(Dataset items)
☆ ☆ ☆ ☆ ☆ ☆ ☆
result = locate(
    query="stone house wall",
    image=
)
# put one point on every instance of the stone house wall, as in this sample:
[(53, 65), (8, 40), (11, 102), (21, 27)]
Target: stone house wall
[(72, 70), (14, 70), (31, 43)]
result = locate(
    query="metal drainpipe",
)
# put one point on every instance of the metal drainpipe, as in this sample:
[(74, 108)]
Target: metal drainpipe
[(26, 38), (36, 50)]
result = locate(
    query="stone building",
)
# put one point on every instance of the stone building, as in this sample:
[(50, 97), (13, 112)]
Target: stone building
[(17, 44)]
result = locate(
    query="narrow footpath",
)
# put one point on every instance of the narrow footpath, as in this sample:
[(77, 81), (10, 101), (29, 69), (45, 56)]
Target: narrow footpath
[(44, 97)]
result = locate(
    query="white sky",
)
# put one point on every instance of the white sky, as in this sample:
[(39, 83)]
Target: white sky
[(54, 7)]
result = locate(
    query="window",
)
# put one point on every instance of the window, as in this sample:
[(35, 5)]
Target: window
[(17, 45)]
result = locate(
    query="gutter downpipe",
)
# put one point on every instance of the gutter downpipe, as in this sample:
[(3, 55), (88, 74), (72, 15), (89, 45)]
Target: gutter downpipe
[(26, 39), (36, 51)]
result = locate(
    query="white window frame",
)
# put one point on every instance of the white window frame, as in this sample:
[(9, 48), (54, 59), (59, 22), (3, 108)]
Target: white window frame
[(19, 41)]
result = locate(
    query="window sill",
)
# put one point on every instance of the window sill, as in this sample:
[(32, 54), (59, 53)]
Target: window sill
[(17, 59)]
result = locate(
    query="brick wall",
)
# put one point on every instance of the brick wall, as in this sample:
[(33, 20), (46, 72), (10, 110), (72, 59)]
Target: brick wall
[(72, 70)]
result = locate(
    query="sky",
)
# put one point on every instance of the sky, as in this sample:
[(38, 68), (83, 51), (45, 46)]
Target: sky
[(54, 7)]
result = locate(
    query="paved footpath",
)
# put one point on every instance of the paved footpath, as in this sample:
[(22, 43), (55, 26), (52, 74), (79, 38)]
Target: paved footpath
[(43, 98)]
☆ ☆ ☆ ☆ ☆ ☆ ☆
EXERCISE: Provide all the records again, word for word.

TASK OUTPUT:
result = locate(
    query="stone house wall",
    image=
)
# put one point on every instance of the stone house wall, as in this sample:
[(53, 65), (8, 40), (11, 102), (21, 27)]
Target: stone house wall
[(72, 70), (14, 70), (31, 43)]
result = locate(
    query="metal drainpipe",
)
# put one point on every instance of the metal drainpipe, as in this sample:
[(74, 108)]
Target: metal drainpipe
[(26, 38), (36, 50)]
result = locate(
    query="stone building",
)
# put one point on every instance of the stone building, as in this sample:
[(50, 97), (13, 112)]
Target: stone building
[(17, 44)]
result = locate(
    query="narrow footpath",
)
# put one point on every instance of the narrow footpath, as in this sample:
[(77, 81), (10, 101), (29, 69), (45, 56)]
Target: narrow footpath
[(44, 97)]
result = locate(
    query="white sky",
)
# put one point on every instance of the white sky, as in this sample:
[(39, 83)]
Target: white sky
[(54, 7)]
result = locate(
    query="window",
)
# put one point on every instance of the window, as in this sample:
[(35, 5)]
Target: window
[(17, 45)]
result = locate(
    query="gutter downpipe",
)
# put one point on every instance of the gutter downpipe, as in this sample:
[(3, 55), (88, 74), (72, 15), (89, 45)]
Target: gutter downpipe
[(26, 39), (36, 51)]
result = locate(
    query="white window frame",
)
# put one point on every instance of the white window frame, as in this sample:
[(9, 48), (54, 59), (59, 22), (3, 108)]
Target: white window frame
[(19, 41)]
result = locate(
    query="window sill",
)
# put one point on every instance of the window sill, as in this sample:
[(32, 54), (59, 53)]
Target: window sill
[(17, 59)]
result = locate(
    query="brick wall",
)
# put one point on every instance of the brick wall, as in this sample:
[(33, 20), (46, 72), (10, 110), (72, 59)]
Target: brick wall
[(72, 70)]
result = locate(
    query="sky",
)
# put one point on every instance of the sky, as in this sample:
[(38, 68), (83, 51), (45, 46)]
Target: sky
[(54, 7)]
result = locate(
    query="paved footpath",
)
# put one point on every instance of the paved footpath, as in this sample:
[(22, 43), (55, 26), (52, 74), (79, 38)]
Target: paved footpath
[(43, 98)]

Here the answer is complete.